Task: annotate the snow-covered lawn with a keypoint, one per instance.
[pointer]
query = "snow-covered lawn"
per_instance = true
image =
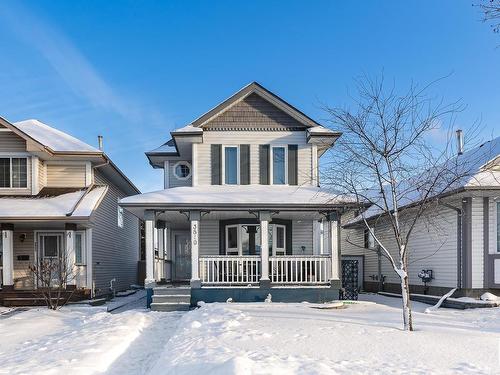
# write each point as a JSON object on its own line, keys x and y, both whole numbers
{"x": 251, "y": 339}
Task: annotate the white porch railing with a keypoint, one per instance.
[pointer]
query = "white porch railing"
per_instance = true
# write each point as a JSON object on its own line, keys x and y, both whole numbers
{"x": 230, "y": 269}
{"x": 244, "y": 270}
{"x": 297, "y": 269}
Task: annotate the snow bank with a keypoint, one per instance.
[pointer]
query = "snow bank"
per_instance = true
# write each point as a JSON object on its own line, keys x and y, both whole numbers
{"x": 277, "y": 338}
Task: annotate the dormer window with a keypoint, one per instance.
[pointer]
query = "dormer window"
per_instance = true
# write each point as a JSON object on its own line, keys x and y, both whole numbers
{"x": 13, "y": 172}
{"x": 279, "y": 165}
{"x": 182, "y": 170}
{"x": 231, "y": 165}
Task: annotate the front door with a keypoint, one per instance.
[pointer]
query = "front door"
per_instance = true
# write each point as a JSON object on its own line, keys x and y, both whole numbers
{"x": 50, "y": 250}
{"x": 182, "y": 265}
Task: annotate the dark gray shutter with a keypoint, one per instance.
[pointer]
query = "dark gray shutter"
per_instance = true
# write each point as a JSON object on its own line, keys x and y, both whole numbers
{"x": 292, "y": 165}
{"x": 244, "y": 164}
{"x": 215, "y": 151}
{"x": 264, "y": 164}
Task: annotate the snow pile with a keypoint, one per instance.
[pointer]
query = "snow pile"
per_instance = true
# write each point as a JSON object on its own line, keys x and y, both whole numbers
{"x": 76, "y": 340}
{"x": 262, "y": 338}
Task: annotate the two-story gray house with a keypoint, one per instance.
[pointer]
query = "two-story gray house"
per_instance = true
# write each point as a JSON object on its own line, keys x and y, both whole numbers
{"x": 242, "y": 215}
{"x": 59, "y": 198}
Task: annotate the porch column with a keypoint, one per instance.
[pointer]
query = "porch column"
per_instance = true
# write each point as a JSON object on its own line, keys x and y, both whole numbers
{"x": 194, "y": 217}
{"x": 334, "y": 245}
{"x": 8, "y": 256}
{"x": 149, "y": 218}
{"x": 265, "y": 218}
{"x": 69, "y": 230}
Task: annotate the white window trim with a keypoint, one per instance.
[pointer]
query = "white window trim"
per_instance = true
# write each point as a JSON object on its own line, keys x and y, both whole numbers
{"x": 11, "y": 156}
{"x": 275, "y": 237}
{"x": 232, "y": 250}
{"x": 187, "y": 164}
{"x": 271, "y": 164}
{"x": 223, "y": 163}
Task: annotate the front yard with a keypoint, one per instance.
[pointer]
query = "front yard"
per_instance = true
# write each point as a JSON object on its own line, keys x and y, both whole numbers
{"x": 257, "y": 338}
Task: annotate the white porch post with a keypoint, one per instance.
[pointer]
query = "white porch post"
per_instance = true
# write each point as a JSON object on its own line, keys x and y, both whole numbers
{"x": 195, "y": 217}
{"x": 69, "y": 234}
{"x": 149, "y": 217}
{"x": 334, "y": 245}
{"x": 89, "y": 261}
{"x": 264, "y": 217}
{"x": 8, "y": 255}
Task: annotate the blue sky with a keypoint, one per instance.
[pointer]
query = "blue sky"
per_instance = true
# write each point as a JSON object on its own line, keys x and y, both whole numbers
{"x": 133, "y": 71}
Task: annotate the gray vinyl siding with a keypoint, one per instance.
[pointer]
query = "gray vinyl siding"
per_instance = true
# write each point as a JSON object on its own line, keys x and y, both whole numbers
{"x": 11, "y": 142}
{"x": 477, "y": 242}
{"x": 254, "y": 139}
{"x": 22, "y": 275}
{"x": 301, "y": 236}
{"x": 433, "y": 245}
{"x": 256, "y": 112}
{"x": 176, "y": 182}
{"x": 66, "y": 175}
{"x": 209, "y": 237}
{"x": 115, "y": 250}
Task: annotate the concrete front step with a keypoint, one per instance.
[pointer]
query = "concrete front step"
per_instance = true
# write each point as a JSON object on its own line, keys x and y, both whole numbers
{"x": 170, "y": 306}
{"x": 159, "y": 291}
{"x": 185, "y": 298}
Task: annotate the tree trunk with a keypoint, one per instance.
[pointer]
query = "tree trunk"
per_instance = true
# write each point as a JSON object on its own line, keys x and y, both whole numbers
{"x": 405, "y": 292}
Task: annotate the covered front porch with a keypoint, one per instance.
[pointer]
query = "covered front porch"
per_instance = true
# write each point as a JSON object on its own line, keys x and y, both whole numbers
{"x": 243, "y": 254}
{"x": 25, "y": 244}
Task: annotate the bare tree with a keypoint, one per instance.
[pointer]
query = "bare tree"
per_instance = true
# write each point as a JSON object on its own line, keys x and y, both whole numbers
{"x": 387, "y": 159}
{"x": 52, "y": 276}
{"x": 491, "y": 13}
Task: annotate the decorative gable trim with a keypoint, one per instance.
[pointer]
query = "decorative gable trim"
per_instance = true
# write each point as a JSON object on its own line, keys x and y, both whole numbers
{"x": 254, "y": 88}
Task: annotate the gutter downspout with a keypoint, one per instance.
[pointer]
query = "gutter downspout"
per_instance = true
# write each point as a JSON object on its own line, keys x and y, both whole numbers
{"x": 460, "y": 255}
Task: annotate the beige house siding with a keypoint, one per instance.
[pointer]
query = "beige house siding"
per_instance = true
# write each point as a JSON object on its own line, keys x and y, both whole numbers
{"x": 254, "y": 139}
{"x": 42, "y": 174}
{"x": 253, "y": 111}
{"x": 65, "y": 175}
{"x": 115, "y": 250}
{"x": 20, "y": 191}
{"x": 22, "y": 276}
{"x": 11, "y": 142}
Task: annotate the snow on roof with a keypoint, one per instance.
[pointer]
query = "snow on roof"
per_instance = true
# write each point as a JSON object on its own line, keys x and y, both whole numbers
{"x": 48, "y": 207}
{"x": 54, "y": 139}
{"x": 227, "y": 195}
{"x": 475, "y": 165}
{"x": 188, "y": 129}
{"x": 321, "y": 130}
{"x": 167, "y": 147}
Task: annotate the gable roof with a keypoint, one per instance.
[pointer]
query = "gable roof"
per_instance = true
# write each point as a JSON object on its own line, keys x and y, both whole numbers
{"x": 56, "y": 142}
{"x": 255, "y": 88}
{"x": 54, "y": 139}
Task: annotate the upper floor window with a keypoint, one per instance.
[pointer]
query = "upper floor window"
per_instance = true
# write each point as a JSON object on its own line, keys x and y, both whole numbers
{"x": 279, "y": 164}
{"x": 231, "y": 165}
{"x": 13, "y": 172}
{"x": 182, "y": 170}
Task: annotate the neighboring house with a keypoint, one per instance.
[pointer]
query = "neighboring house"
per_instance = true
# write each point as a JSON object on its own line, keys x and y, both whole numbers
{"x": 58, "y": 194}
{"x": 242, "y": 214}
{"x": 459, "y": 241}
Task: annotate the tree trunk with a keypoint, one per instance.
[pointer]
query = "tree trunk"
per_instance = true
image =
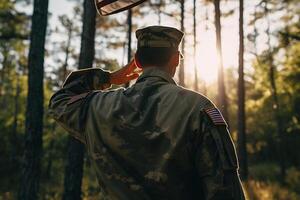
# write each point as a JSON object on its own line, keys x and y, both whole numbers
{"x": 75, "y": 154}
{"x": 30, "y": 177}
{"x": 276, "y": 108}
{"x": 181, "y": 68}
{"x": 67, "y": 53}
{"x": 221, "y": 84}
{"x": 129, "y": 23}
{"x": 242, "y": 151}
{"x": 129, "y": 31}
{"x": 195, "y": 46}
{"x": 14, "y": 139}
{"x": 3, "y": 70}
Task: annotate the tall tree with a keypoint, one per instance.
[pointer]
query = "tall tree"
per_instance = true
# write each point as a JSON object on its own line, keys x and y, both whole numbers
{"x": 75, "y": 154}
{"x": 275, "y": 106}
{"x": 30, "y": 177}
{"x": 129, "y": 34}
{"x": 222, "y": 98}
{"x": 242, "y": 151}
{"x": 181, "y": 69}
{"x": 195, "y": 45}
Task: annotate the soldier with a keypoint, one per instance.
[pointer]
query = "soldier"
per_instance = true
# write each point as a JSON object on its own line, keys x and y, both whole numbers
{"x": 154, "y": 140}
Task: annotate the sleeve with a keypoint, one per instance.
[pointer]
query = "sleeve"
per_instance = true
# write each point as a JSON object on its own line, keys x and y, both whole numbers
{"x": 69, "y": 105}
{"x": 216, "y": 161}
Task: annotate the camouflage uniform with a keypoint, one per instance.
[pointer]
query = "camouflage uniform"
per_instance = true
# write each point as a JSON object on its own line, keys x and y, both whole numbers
{"x": 154, "y": 140}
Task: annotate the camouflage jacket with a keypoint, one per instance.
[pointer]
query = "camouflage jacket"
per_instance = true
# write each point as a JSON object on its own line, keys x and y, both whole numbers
{"x": 154, "y": 140}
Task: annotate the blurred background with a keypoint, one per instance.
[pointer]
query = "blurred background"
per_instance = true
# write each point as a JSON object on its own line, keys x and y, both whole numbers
{"x": 245, "y": 56}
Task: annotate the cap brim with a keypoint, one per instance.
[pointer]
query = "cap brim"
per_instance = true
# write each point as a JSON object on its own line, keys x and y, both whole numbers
{"x": 109, "y": 7}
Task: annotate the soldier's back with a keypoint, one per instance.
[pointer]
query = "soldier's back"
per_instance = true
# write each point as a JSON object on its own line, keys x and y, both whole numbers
{"x": 142, "y": 140}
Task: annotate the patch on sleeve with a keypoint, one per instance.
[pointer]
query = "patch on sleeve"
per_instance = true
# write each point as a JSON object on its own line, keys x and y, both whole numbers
{"x": 216, "y": 116}
{"x": 77, "y": 97}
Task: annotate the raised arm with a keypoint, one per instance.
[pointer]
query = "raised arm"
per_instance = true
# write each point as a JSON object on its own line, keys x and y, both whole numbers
{"x": 70, "y": 104}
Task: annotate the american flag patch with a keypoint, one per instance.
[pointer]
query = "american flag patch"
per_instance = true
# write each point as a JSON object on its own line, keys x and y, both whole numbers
{"x": 215, "y": 115}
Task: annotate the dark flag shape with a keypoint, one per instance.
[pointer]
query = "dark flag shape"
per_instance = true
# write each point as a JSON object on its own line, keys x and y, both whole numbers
{"x": 108, "y": 7}
{"x": 215, "y": 115}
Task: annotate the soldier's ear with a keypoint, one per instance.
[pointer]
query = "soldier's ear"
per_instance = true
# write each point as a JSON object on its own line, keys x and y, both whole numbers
{"x": 137, "y": 62}
{"x": 175, "y": 59}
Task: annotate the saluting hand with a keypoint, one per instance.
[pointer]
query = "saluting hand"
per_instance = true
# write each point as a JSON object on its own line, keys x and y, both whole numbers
{"x": 125, "y": 74}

- **TASK DIRECTIONS**: Gather all lines from the records above in which "hand" appears.

- **OUTPUT OF THE TASK**:
Task: annotate the saluting hand with a keypoint, one per instance.
query = "saluting hand"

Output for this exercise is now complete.